Please restate each line of the data that follows word for word, skipping any image.

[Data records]

^^^^^^^^^^^^^^^^

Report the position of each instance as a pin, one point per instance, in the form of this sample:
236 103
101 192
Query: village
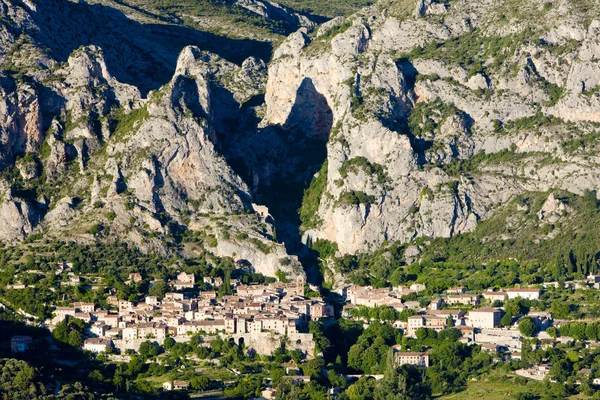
261 316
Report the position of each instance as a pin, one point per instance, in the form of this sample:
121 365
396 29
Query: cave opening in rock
279 162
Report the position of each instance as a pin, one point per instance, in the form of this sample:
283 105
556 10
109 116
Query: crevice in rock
278 162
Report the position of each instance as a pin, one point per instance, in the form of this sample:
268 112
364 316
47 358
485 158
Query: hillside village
261 316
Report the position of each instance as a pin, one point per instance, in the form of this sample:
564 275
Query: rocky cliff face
404 119
411 118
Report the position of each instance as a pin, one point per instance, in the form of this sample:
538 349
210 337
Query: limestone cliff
409 118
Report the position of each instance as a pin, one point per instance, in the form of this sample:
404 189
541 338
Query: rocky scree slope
441 112
87 157
410 118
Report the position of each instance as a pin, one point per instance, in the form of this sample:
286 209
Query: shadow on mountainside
279 162
143 55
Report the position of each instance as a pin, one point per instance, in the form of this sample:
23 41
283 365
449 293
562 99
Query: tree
553 332
148 349
527 327
159 289
506 320
168 343
200 382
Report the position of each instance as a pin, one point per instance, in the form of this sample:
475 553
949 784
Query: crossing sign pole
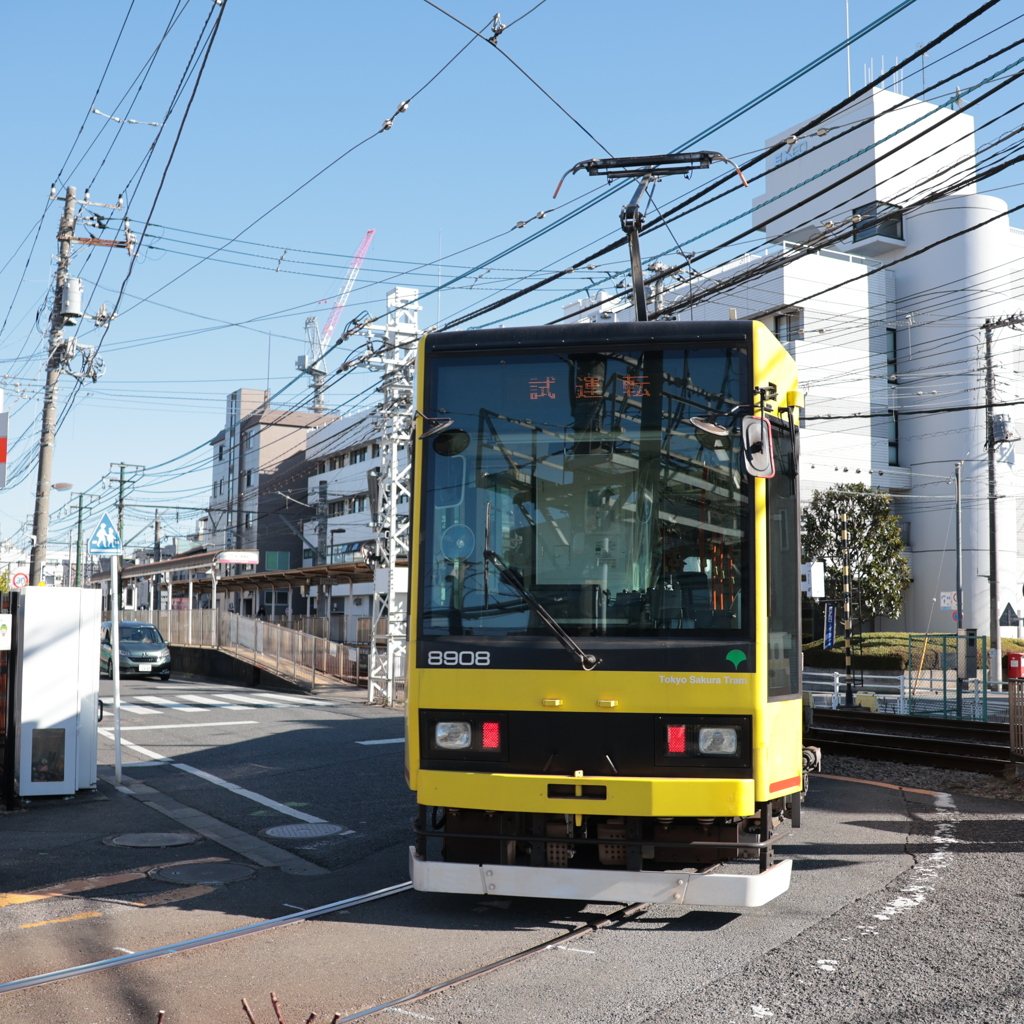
107 541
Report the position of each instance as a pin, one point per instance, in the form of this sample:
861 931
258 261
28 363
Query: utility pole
123 480
67 309
155 586
78 549
54 363
847 611
995 642
960 550
396 360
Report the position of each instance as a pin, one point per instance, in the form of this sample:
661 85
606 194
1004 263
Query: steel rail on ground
205 940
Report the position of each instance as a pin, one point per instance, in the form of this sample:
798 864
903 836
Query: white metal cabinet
56 676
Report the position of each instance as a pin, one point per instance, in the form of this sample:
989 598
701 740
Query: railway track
978 747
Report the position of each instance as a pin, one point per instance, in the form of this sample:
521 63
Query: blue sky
285 91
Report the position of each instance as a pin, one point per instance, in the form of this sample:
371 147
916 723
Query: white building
887 326
258 483
343 461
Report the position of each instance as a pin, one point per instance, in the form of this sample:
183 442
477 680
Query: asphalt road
903 906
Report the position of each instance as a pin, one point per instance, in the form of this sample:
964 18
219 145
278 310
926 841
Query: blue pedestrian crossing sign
105 540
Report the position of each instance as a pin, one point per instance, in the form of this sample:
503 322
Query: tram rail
977 747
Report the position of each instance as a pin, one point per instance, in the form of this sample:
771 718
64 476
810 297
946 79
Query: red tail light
492 732
677 738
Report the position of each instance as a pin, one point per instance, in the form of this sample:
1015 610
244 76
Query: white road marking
208 700
109 733
185 725
257 701
308 700
133 709
164 702
249 795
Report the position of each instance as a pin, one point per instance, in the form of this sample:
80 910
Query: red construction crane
346 289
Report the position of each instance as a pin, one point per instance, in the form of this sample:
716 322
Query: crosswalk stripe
136 710
209 700
308 700
258 701
164 702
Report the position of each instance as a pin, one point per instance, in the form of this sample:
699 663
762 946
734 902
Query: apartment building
258 495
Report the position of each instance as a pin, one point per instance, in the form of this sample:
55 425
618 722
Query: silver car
143 651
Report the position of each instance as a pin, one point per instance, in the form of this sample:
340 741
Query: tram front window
586 477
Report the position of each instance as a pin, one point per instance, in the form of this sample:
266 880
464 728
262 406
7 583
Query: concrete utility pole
54 363
995 640
847 611
155 587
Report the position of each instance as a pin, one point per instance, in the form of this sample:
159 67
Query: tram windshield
585 476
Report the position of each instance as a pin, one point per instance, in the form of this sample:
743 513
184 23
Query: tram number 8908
462 658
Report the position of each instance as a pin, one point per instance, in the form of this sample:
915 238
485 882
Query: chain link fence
947 676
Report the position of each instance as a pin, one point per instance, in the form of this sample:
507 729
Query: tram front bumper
601 886
650 798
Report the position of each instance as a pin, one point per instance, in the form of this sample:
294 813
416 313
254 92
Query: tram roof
554 335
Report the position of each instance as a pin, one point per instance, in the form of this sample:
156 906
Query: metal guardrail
299 657
909 694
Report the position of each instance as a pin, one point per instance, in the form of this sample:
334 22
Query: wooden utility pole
54 361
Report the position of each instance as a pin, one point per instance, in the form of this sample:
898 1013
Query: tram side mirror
451 442
759 457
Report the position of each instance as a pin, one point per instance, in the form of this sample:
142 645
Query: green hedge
881 651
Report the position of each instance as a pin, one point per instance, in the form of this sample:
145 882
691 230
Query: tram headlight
453 735
717 739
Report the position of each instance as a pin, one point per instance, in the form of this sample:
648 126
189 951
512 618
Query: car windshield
609 483
139 634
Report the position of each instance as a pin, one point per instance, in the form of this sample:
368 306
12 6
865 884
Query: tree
879 569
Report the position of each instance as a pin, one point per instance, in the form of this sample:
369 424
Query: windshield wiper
509 576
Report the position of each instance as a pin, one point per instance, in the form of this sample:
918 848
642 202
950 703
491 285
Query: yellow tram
603 696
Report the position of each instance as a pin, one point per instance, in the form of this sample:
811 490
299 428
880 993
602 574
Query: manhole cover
154 840
204 873
304 830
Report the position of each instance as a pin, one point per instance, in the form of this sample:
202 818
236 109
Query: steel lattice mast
395 358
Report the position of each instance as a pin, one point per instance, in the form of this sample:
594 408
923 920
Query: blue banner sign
829 625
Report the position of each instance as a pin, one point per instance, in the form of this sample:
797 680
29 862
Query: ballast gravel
919 777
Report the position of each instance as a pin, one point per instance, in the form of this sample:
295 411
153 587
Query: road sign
105 540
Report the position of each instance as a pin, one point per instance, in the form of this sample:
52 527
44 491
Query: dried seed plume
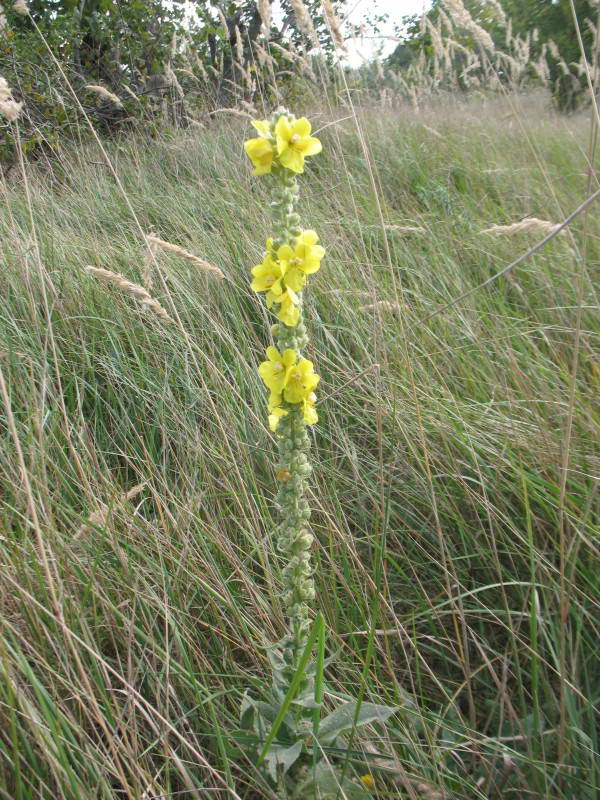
131 288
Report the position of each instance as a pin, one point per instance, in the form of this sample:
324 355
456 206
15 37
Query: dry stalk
100 90
304 21
531 224
99 517
9 107
383 305
334 23
179 251
131 288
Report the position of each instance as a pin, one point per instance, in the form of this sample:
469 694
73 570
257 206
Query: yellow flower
308 409
275 417
294 142
260 152
301 260
274 372
368 781
289 311
267 276
300 382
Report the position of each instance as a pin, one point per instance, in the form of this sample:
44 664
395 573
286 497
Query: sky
396 9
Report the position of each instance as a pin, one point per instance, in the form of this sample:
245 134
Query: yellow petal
310 146
292 159
283 132
302 127
285 252
289 357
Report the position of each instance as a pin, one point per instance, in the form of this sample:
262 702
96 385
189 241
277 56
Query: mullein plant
300 752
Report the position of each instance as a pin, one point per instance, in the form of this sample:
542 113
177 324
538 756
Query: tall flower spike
291 256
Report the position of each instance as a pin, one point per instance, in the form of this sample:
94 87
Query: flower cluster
291 255
290 380
282 274
286 143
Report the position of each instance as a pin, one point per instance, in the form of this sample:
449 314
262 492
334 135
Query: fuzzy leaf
342 719
282 756
326 785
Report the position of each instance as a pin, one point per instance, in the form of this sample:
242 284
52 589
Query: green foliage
166 599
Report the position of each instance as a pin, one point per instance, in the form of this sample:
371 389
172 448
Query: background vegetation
455 491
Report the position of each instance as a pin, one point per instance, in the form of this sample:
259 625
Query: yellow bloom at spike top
274 371
291 255
287 144
260 150
267 275
300 381
294 142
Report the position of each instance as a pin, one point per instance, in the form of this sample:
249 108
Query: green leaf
342 719
325 784
294 686
280 756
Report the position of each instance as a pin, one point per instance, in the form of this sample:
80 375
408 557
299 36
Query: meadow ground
456 508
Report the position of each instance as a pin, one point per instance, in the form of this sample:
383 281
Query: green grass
127 644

^^^^^^^^^^^^^^^^

● ANSWER TO THE EXERCISE
Report the position of each instance as a pin, one point per instance, in the form of this sample:
236 103
101 192
Query: village
261 316
Report the position of each instance as a pin, one point per instance, in the form of this sample:
121 365
396 29
Query: cave opening in rock
279 162
Report the position of each instance as a pin, one point per instance, in the form of this sample:
283 105
556 10
109 116
Query: crevice in rock
278 162
Report the position of each instance as a pin, one point per instance, in the form of this sample:
268 112
364 316
47 358
485 158
Query: hillside village
261 316
Report the position of each instance as a pin, one point per instance, in the form of this sample:
564 275
Query: rocky cliff face
404 119
411 118
Report the position of each instance as a pin, one point per instance, in the form of this sample:
538 349
210 337
Query: limestone cliff
409 118
Report the position of each instance as a pin, one point per instance, in the form of this sample:
404 189
541 338
Query: rocky scree slope
441 112
87 157
410 118
Report the position of each instance as a pin, one point per instance, in the form of this sample:
286 209
Query: shadow on mountainside
279 162
143 55
Report the position of each instance as a pin, one point per instance, in the form of this sample:
23 41
283 365
449 293
562 99
Query: tree
553 332
148 349
527 327
159 289
506 320
168 343
200 382
Report the position of each instance as a pin, one point per instance, in the form of this sample:
475 553
949 784
Query: crossing sign pole
107 541
Report the position of each instance as a pin, one point per instance, in the form of this sample:
861 931
258 261
28 363
Query: utility pole
123 480
67 309
155 586
78 549
54 363
847 611
995 642
960 550
396 360
Report the position of each instance as a pin, one point per instance, in the form of this sample:
661 85
606 194
1004 263
Query: steel rail on ground
205 940
Report the position of each instance as a pin, one point per instance, in the form of this sample:
798 864
903 836
Query: white metal cabinet
56 676
Report the position of each instance as a pin, one point per instance, in the form of this sample:
989 598
701 740
Query: railway track
978 747
Report the position of each instance as a pin, one point per instance, in the form of this sample:
521 63
Query: blue sky
285 91
Report the position of each instance as a pin, one point per instance, in the form of this sample:
371 147
916 723
Query: white building
887 326
258 483
343 461
Report the position of each instance as a pin, one point per instance, in the form of this sample:
183 442
477 680
Query: asphalt road
903 906
Report the position of each instance as a pin, one point per instance, in the form of this sample:
964 18
219 145
278 310
926 841
Query: blue pedestrian crossing sign
105 540
Report the position of each instance as a pin, one point per instance, in the form of this sample:
503 322
Query: tram rail
977 747
Report the position of each instance as a pin, one point per instance, in the form of this sample:
771 718
64 476
810 297
946 79
Query: red tail light
492 732
677 738
Report the position of each instance as a pin, one point per instance, in the form of this sample:
1015 610
244 76
Query: white road marking
208 700
109 733
185 725
257 701
308 700
133 709
164 702
249 795
Report the position of each instance as a pin, one point per instance, in the form of this sample:
80 910
Query: red construction crane
346 289
Report the position of each instance as a pin, one point per instance, in the form of this sample:
716 322
Query: crosswalk stripe
136 710
209 700
308 700
258 701
164 702
Report the position of each instance as a pin, one point per instance, in the form of this sample:
699 663
762 946
734 902
Query: apartment building
258 495
Report the position of each instance as a pin, one point per instance, in the form of this sample:
55 425
618 722
Query: silver car
143 651
Report the position of each instance as a pin, one point per instance, in the form of this sample:
340 741
Query: tram front window
586 477
Report the position of each instance as a pin, one point per instance, in the form of this sample:
266 880
464 728
262 406
7 583
Query: concrete utility pole
54 363
995 640
847 611
155 587
Report the position of each instance as a pin, one point per instance, in the form of this sample:
159 67
Query: tram windshield
585 476
Report the position of each instance as a pin, one point per instance, in the form of this sample:
743 513
184 23
Query: tram number 8908
462 658
Report the position of each instance as a pin, one point per instance, in the form of this sample:
915 238
485 882
Query: chain link fence
947 676
Report the position of each instance as a pin, one point per instance, in the form of this sample:
507 729
Query: tram front bumper
601 886
650 798
Report the position of each instance as a pin, one point per instance, in the form of this sample:
294 813
416 313
254 92
Query: tram roof
554 335
Report the position of each instance as a pin, one point per instance, in the form of this sample:
156 906
Query: metal guardrail
299 657
909 694
Report the position of each instance as a pin, one point per instance, in the form of this sample:
334 22
Query: wooden utility pole
54 361
Report the position of each instance as a pin, one point per instance, in the form of this sample:
898 1013
Query: tram side mirror
451 442
759 457
Report the position of each instance as a pin, one point per instance, in the form of this sample:
142 645
Query: green hedge
881 651
Report the position of each instance as a pin, one point per instance, in the form of this sample:
145 882
691 230
Query: tram headlight
453 735
717 739
Report the position of each instance as a pin, one point per instance, in the form of this sample:
648 126
189 951
512 618
Query: car windshield
609 483
139 634
Report the position of each instance as a pin, one point per instance, in the form of this sample:
368 306
12 6
865 884
Query: tree
879 569
Report the position of each instance as a pin, one point per instance, in the form of this sample:
369 424
Query: windshield wiper
509 576
Report the position of each instance as a pin, one point per instance, in the form of this sample:
918 848
642 202
950 703
491 285
Query: yellow tram
603 696
Report the position of each instance as a pin, one point per instance, in the form of this sample:
811 490
299 428
880 993
602 574
Query: manhole cover
154 840
204 873
304 830
Report the position of each instance as a pin, one point per instance, in the form of this sample:
202 818
236 109
Query: steel lattice mast
395 358
Report the position of each instance as a pin, one point per instance, in the form of this sample:
594 408
923 920
Query: blue banner sign
829 625
Report the position of each instance as a pin, one point per instance, in the form of this sample:
797 680
29 862
Query: ballast gravel
919 777
Report the position of each instance as a pin, one point per instance, in the form of this sample:
295 411
153 587
Query: road sign
105 540
Report the position of each instance as a pin, one point per instance, in the form of this sample:
52 527
44 491
Query: dried seed plume
131 288
Report the position of each instance as a pin, one point per instance, in the form of this sample:
324 355
456 206
15 37
Query: dry stalk
100 90
304 21
531 224
99 517
9 107
383 305
334 23
179 251
131 288
Report the position of each instance as a pin, one point per instance, in the form of this sample:
469 694
73 570
257 206
Query: yellow flower
308 409
275 417
294 142
260 152
301 260
274 372
368 781
289 311
267 276
300 382
Report the position of each instance as a pin, one point per instance, in the form of this sample:
44 664
395 573
286 497
Query: sky
396 9
Report the position of each instance as a pin, one point per instance, in the form of this sample:
245 134
Query: yellow petal
310 146
292 159
283 132
302 127
285 252
289 357
Report the position of each instance as a pin, one point per instance, in the form of this sample:
262 702
96 385
189 241
277 56
Query: mullein plant
300 752
Report the position of each instance as a pin, one point per instance, in the form of this sample:
542 113
177 324
538 756
Query: tall flower spike
291 256
Report the position of each instance as a pin, one point per instance, in the form of this sample:
94 87
Query: flower cluster
291 255
290 380
282 274
286 143
Report the position of each instance as a pin, one point per instance, in the form of this sample:
449 314
262 492
334 135
Query: fuzzy leaf
342 719
282 756
326 785
Report the position of each instance as a pin, one point per instance, in the form of this sample:
242 284
52 589
Query: green foliage
166 599
Report the position of each instance as a pin, one point per instance, in the form of this sample:
371 389
172 448
Query: background vegetation
455 491
Report the position of each instance as a pin, one point per instance, in the form of this sample:
259 625
Query: yellow bloom at spike top
274 371
291 255
287 144
260 150
267 275
300 381
294 142
Report the position of each instance as a pin, one point per instance, in the form of this sample:
249 108
Query: green leaf
342 719
325 784
294 686
280 756
Report the position of each instance as a pin, one point per instance, in the form of this sample:
80 375
408 557
299 36
Query: meadow ground
456 508
Report the position of each instance as a pin, one point per instance, in the form of this sample:
383 281
Query: green grass
127 644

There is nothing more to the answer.